(Records excerpted from a collection)
_ _ _
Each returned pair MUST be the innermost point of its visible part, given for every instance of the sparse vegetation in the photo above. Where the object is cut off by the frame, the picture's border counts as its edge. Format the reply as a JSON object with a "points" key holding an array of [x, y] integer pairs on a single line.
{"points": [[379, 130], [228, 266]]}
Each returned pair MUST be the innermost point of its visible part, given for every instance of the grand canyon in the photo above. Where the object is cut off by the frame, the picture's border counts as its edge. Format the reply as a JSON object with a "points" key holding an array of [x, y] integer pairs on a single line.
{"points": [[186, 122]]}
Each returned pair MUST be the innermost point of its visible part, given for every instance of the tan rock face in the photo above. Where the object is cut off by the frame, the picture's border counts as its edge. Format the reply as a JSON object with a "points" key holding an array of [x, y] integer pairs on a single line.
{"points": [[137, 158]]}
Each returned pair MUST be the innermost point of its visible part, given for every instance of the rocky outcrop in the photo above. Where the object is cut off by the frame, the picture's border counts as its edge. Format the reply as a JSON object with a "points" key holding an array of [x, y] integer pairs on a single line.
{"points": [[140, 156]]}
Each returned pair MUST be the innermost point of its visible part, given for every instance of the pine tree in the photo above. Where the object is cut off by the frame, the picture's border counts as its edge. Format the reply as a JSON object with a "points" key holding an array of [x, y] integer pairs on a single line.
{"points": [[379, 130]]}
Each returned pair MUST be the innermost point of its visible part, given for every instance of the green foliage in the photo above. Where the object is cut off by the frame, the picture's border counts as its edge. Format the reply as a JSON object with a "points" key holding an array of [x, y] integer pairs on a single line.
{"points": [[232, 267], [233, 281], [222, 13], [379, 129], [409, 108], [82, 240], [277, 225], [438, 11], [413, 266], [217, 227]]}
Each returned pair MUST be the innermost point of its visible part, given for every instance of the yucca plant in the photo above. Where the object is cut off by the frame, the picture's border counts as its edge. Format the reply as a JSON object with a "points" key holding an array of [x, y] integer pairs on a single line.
_ _ _
**DIRECTIONS FOR THIS TASK:** Please transcribe all of the data above exactly.

**YOUR SOLUTION:**
Each returned pair MUST be the innermost point of its visible part, given for every instance of the sparse vegetation in the photo above. Where the object is cut off by the frame, the picture's border counts as its edge. Format the reply as a JSON object with a "points" key holding an array of [x, y] integer pairs on a single line.
{"points": [[379, 130], [228, 266]]}
Each returned pair MUST be the innermost point of its visible part, given for every instance of the grand canyon in the photo above. Where the object is cut off by the frame, the picture's border counts as its edge. Format the reply as a JSON object with a "points" key holding an array of [x, y] integer pairs on a single line.
{"points": [[186, 122]]}
Each returned pair MUST be the innermost point of its visible part, given for every instance of the tan rock face in the photo above. Where the object is cut off by the frame, the picture's border counts as its edge. Format the reply as a JSON object with a "points" key holding an array of [x, y] integer pairs on a single line.
{"points": [[137, 158]]}
Each returned pair MUST be the innermost point of its visible part, given for every instance of the rocky outcrop in the photo above. Where the object is cut off by the frame, the picture's border counts as its edge. Format the reply as a JSON object with a "points" key holding an array of [x, y] integer pairs on a single line.
{"points": [[140, 156]]}
Each returned pair MUST be the innermost point of its visible part, given for every instance of the pine tree in the photo above. Where the object is cut off by the frame, the picture's border counts as its edge. Format the reply as a JSON object with a "points" key holding an array of [x, y] integer pairs on a single line.
{"points": [[379, 130]]}
Each returned pair MUST be the innermost point of its visible part, given for every instance of the green foliage in the photo above. Where the object is cut off by the frame, the picture's border counts as its edge. Format the reply as a JSON object with a "points" key holding an array of [x, y] integer pairs on a single line.
{"points": [[232, 267], [233, 281], [222, 13], [379, 129], [409, 108], [82, 240], [277, 225], [438, 11], [413, 266], [217, 227]]}
Each returned pair MUST be the innermost point of its visible part, given for every instance of the yucca plant in the photo above. Where the object is cut off by the frame, the picture's border counts as its edge. Format the reply as a JSON object with a "points" key holding an array of [x, y] integer pairs on a single line.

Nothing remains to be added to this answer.